Текст страницы:
- - - - - - -
Августин великий психолог. Его философия времени идеальна. Это присутствие в бытии, механика переживания.
Здесь не очевиден объект описания. Кому снится сон? Объект всегда задан в субъекте, это некая поверхность, ощупываемая органом зрения – глазом – который как камера может увеличивать (приближать), удалять, дробить, отказываться от работы. Это время фильма, т. е. его взаправду убили так? Или фантазия героя?
Тот любительский почти порно фильм заканчивался сценой трезвления героя. Он выползал из-под стола, ища направление. Темно и галлюцинаторная музыка. Парень, который снимал, воспользовался опцией укрупнение плана и менял его туда-сюда (лица было не видно, только ползушее по полу тело). Ритмично, попадая в удары музыки и сердца, т. е. в пульс, некий природный РИТМ. Здесь заканчивалось время фильма, время актуальное с художественной точки зрения, и начиналось время жизни. Всё вместе – ошеломительное зрелище. Трудно сразу понять, зачем я это вспоминаю и почему это так важно.
LIV
И о сюжете. Остранение – главный аналитический инструмент искусства и науки. Это что-то, соприродное человеческому мышлению вообще. Так работает наш мыслительный аппарат, отказываясь от поглощения и предпочитая анализ. Отсутствие сюжета – самая очевидная и мощная машина (вернее – антимашина, когда всё машинальное забыто) мысли. Связи внесюжетные – подлинные соответствия, протянутые между тем или иным, всем и вся. Систематизация материала, некое конструирование (что самое важное – стихийное, природное) после разоблачения, демонтажа несущих –струкций, таких элементов спайки в истории.
Чем очевиднее сюжетная связность эпизодов письма, тем меньше смысла остаётся в целом, он словно протекает сквозь решето текста и испаряется во времени Истории. Когда Беньямин начинает думать в сторону, попадая в какую-то тематическую дырку, впадая в необязательность – он выигрывает. Потому что сюжет вытекает и атрофируется – со временем. Необычная (т. е. несюжетная) аналогия оказывается прорывом текстовой ткани, смысловым прорывом, обнажающим подлинность. Мир явлений схвачен за хвост в момент остановки, отсутствия скорости – ускользания смысла. Всё ценное происходит на этой грани. Когда из хаоса проявляется смысл и красота, когда она растворяется в небытии.
- - - - - - -
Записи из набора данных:
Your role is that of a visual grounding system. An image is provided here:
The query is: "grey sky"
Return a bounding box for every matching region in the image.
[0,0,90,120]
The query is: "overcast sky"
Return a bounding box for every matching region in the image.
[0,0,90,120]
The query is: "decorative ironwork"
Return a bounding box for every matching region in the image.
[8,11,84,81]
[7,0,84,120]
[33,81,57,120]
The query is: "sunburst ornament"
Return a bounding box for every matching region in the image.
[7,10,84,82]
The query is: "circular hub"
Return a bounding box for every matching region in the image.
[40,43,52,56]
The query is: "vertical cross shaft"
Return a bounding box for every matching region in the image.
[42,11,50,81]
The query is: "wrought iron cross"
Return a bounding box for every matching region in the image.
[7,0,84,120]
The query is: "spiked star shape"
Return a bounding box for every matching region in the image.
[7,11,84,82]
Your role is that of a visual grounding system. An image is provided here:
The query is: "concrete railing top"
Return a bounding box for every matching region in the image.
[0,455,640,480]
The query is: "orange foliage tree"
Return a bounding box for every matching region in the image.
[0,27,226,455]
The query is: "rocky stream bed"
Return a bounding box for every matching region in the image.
- - - - - - -
Цель задания: Сможете кратко изложить в виде списка абзац текста страницы, который начинается словами «И о сюжете», сохранив его основные мысли?

Готовое решение:
- Остранение — главный аналитический инструмент искусства и науки, нечто соприродное человеческому мышлению вообще.
- Так работает мыслительный аппарат: он отказывается от поглощения и предпочитает анализ.
- Отсутствие сюжета — самая очевидная и мощная машина мысли (вернее, антимашина, когда всё машинальное забыто).
- Внесюжетные связи — подлинные соответствия, протянутые между всем и вся.
- Они дают систематизацию материала, стихийное, природное конструирование после демонтажа несущих элементов спайки в истории.